Write out every line of the material below as a numbered list, leaving out any blank lines.

══ Dataset content ══

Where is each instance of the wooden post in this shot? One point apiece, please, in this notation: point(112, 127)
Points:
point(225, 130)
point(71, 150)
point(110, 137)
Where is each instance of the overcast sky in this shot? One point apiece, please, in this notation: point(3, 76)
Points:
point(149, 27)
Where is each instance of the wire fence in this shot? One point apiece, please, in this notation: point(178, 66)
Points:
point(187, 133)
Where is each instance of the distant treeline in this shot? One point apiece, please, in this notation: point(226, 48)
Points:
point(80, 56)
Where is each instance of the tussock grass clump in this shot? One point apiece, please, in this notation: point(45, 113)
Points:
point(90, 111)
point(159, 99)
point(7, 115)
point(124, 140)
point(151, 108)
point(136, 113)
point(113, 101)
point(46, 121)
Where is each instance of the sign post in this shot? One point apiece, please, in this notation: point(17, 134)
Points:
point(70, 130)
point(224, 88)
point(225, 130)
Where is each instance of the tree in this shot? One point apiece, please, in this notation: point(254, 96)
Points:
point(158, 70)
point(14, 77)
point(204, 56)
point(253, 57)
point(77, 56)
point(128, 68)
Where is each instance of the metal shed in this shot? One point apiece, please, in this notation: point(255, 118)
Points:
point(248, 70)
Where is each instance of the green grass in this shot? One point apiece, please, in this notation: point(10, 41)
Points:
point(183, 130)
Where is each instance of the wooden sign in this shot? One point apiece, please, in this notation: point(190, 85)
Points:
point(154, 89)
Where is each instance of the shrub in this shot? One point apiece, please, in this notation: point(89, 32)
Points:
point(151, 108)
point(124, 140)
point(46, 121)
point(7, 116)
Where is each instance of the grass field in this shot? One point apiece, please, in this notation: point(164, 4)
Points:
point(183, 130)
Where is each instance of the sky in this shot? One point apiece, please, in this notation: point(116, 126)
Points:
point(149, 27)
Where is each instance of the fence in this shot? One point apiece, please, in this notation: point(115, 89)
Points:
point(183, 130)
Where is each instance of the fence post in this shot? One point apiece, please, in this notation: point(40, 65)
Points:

═══

### Exercise result
1. Where is each instance of the wooden post in this shot? One point apiece, please, in this notation: point(112, 127)
2. Points:
3. point(225, 130)
4. point(71, 150)
5. point(110, 137)
6. Where is each instance of the overcast sky in this shot? One point apiece, please, in this notation: point(3, 76)
7. Points:
8. point(149, 27)
9. Where is each instance of the wire fence in this shot? One point apiece, please, in this notation: point(178, 66)
10. Points:
11. point(187, 133)
12. Where is each instance of the distant treeline in this shot? One point apiece, please, in this notation: point(226, 48)
13. Points:
14. point(80, 56)
15. Where is each instance of the tussock grass clump in this shot? One point apiece, please, in this notation: point(45, 113)
16. Points:
17. point(90, 111)
18. point(159, 99)
19. point(7, 115)
20. point(124, 140)
21. point(151, 108)
22. point(136, 113)
23. point(113, 101)
24. point(46, 121)
25. Where is each instance of the sign post in this shot? One point apiece, please, in this notation: point(17, 134)
26. Points:
27. point(70, 130)
28. point(224, 88)
29. point(225, 130)
30. Where is each instance of the tree in this shot? One point apiece, please, in this notation: point(254, 96)
31. Points:
32. point(158, 70)
33. point(14, 77)
34. point(204, 56)
35. point(253, 57)
36. point(77, 56)
37. point(128, 68)
38. Where is each instance of the metal shed in this shot? One point apiece, please, in this notation: point(255, 118)
39. Points:
40. point(248, 70)
41. Where is each instance of the green grass in this shot? One point apiece, please, in this notation: point(10, 41)
42. Points:
43. point(183, 130)
44. Where is each instance of the wooden sign in this shot? One point apiece, please, in this notation: point(190, 85)
45. Points:
46. point(154, 89)
47. Where is each instance of the shrub in this shot? One point apiece, please, in this notation: point(89, 32)
48. Points:
49. point(151, 108)
50. point(124, 140)
51. point(46, 121)
52. point(7, 116)
53. Where is each instance of the grass field in this shot? One point apiece, please, in this notation: point(164, 4)
54. Points:
55. point(183, 130)
56. Where is each instance of the sky in this shot? One point apiece, please, in this notation: point(116, 126)
57. Points:
58. point(149, 27)
59. Where is each instance of the fence in this shot? One point apiece, please, in this notation: point(115, 89)
60. Points:
61. point(183, 130)
62. Where is each instance of the fence post in this shot? One point apiece, please, in this notation: point(40, 65)
63. Points:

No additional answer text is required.